• [WHAT IS REQUIRED]: Print every entry exactly as written.

• [RECORDS]:
----------

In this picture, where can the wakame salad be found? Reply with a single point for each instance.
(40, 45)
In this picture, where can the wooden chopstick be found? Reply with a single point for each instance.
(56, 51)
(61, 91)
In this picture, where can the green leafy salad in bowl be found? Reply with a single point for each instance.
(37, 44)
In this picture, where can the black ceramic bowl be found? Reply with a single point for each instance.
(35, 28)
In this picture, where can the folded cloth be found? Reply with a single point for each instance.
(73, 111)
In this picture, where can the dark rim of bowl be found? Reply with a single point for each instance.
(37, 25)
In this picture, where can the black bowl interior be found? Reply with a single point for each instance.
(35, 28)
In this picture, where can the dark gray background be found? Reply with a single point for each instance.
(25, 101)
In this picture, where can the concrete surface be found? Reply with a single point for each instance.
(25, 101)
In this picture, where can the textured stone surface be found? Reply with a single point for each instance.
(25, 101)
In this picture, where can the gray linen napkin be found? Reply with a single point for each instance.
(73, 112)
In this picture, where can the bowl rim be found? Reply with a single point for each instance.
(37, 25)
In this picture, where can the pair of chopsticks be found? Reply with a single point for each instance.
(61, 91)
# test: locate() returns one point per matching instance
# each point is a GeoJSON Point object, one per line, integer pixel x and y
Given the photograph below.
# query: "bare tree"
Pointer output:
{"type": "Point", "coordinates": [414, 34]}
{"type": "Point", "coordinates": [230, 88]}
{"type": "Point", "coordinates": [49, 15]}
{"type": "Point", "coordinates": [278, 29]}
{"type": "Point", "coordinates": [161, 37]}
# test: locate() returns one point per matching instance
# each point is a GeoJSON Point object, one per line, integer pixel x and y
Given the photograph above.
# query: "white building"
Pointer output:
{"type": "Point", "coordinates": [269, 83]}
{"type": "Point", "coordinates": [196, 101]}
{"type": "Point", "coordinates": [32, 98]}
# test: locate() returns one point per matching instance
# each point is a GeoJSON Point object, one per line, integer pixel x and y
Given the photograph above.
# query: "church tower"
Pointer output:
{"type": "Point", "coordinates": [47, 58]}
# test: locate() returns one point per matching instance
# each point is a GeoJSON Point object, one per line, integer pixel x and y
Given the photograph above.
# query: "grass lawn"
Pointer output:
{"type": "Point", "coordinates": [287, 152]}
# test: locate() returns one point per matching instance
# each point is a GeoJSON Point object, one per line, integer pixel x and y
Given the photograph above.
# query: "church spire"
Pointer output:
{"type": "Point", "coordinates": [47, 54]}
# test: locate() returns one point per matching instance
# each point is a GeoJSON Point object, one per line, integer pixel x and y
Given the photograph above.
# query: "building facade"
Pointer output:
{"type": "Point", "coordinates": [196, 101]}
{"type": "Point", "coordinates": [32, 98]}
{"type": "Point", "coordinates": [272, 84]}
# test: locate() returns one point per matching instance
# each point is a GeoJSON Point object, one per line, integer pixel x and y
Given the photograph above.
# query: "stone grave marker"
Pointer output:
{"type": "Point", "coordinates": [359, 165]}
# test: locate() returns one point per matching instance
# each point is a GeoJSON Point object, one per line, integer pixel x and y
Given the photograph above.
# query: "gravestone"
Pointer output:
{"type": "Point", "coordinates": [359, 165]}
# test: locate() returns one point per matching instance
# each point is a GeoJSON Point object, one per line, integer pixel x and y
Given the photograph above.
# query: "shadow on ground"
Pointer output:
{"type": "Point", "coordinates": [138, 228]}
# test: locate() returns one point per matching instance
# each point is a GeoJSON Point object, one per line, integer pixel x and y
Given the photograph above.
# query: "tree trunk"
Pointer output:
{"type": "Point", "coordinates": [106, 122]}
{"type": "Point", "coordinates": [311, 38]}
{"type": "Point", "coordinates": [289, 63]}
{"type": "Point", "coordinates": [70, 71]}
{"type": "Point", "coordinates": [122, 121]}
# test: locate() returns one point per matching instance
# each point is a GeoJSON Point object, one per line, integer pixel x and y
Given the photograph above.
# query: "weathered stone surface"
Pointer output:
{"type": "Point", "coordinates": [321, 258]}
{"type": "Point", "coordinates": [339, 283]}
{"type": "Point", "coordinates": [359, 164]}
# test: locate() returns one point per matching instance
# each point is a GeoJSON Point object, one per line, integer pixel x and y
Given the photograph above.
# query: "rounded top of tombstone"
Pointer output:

----------

• [RESPONSE TO THIS EXERCISE]:
In this picture, where can the wakame salad be found? Reply with a single point for each instance.
(40, 45)
In this picture, where can the wooden chopstick be found? Reply with a single point for each instance.
(56, 51)
(61, 91)
In this picture, where can the green leafy salad in bowl be found? Reply with a single point for each instance.
(37, 44)
In this picture, where can the black ceramic bowl be found? Reply with a single point for each instance.
(35, 28)
In this picture, where can the folded cloth be found? Reply with a single point for each instance.
(73, 111)
In this picture, where can the dark rim of bowl be found? Reply with a single point for each instance.
(37, 25)
In this picture, where can the black bowl interior be found? Reply with a single point for each instance.
(35, 28)
In this picture, where can the dark gray background be found? Reply with a single point for each instance.
(25, 101)
In this picture, where can the concrete surface be found? Reply with a single point for each instance.
(25, 101)
In this picture, where can the textured stone surface be found? Reply with a single point for each instance.
(25, 101)
In this picture, where can the gray linen napkin be found? Reply with a single point for each instance.
(73, 112)
In this picture, where can the bowl rim be found? Reply with a single point for each instance.
(37, 25)
In this picture, where can the pair of chopsticks be found? Reply with a single point for each instance.
(61, 91)
# test: locate() returns one point per matching instance
# each point is a GeoJSON Point object, one per line, integer pixel x and y
Given the photograph below.
# query: "bare tree"
Pointer output:
{"type": "Point", "coordinates": [414, 34]}
{"type": "Point", "coordinates": [230, 88]}
{"type": "Point", "coordinates": [49, 15]}
{"type": "Point", "coordinates": [278, 29]}
{"type": "Point", "coordinates": [161, 37]}
# test: locate() returns one point per matching instance
# each point is a GeoJSON Point object, one per line, integer pixel x and y
Given the photograph above.
# query: "white building"
Pointer output:
{"type": "Point", "coordinates": [269, 83]}
{"type": "Point", "coordinates": [196, 101]}
{"type": "Point", "coordinates": [32, 98]}
# test: locate() returns one point per matching instance
# each point is a GeoJSON Point object, one per line, integer pixel x and y
Given the photograph above.
# query: "church tower"
Pointer output:
{"type": "Point", "coordinates": [47, 58]}
# test: locate() returns one point per matching instance
# each point is a GeoJSON Point object, one per line, integer pixel x and y
Given the photograph above.
# query: "grass lawn"
Pointer output:
{"type": "Point", "coordinates": [287, 152]}
# test: locate() returns one point per matching instance
# each point is a GeoJSON Point object, one per line, integer pixel x and y
Given the photograph above.
# query: "church spire"
Pointer output:
{"type": "Point", "coordinates": [47, 54]}
# test: locate() returns one point per matching instance
# each point is a GeoJSON Point object, one per line, integer pixel x and y
Given the photograph above.
# query: "building facade"
Pointer output:
{"type": "Point", "coordinates": [196, 101]}
{"type": "Point", "coordinates": [32, 98]}
{"type": "Point", "coordinates": [272, 84]}
# test: locate() returns one point per matching instance
# each point is a GeoJSON Point object, one per line, integer pixel x and y
Given the photograph above.
# query: "stone grave marker"
Pointer output:
{"type": "Point", "coordinates": [359, 165]}
# test: locate() returns one point per matching instance
# each point is a GeoJSON Point object, one per line, integer pixel x and y
Given the photograph above.
# query: "gravestone"
Pointer output:
{"type": "Point", "coordinates": [359, 165]}
# test: locate() returns one point per matching instance
# each point is a GeoJSON Point object, one per line, integer pixel x and y
Given the photograph above.
# query: "shadow on ground"
Pointer output:
{"type": "Point", "coordinates": [138, 228]}
# test: locate() returns one point per matching instance
# each point is a GeoJSON Point object, one per line, integer pixel x and y
Given the photograph above.
# query: "tree trunk"
Pointer output:
{"type": "Point", "coordinates": [106, 122]}
{"type": "Point", "coordinates": [311, 38]}
{"type": "Point", "coordinates": [289, 63]}
{"type": "Point", "coordinates": [70, 71]}
{"type": "Point", "coordinates": [122, 121]}
# test: locate() returns one point per matching instance
# each point is a GeoJSON Point object, one per line, integer pixel x and y
Given the photograph above.
# query: "weathered stone surface"
Pointer output:
{"type": "Point", "coordinates": [321, 258]}
{"type": "Point", "coordinates": [339, 283]}
{"type": "Point", "coordinates": [359, 164]}
# test: locate() returns one point per matching instance
# each point is a GeoJSON Point object, one per line, integer pixel x and y
Given the photograph above.
# query: "rounded top of tombstone"
Pointer output:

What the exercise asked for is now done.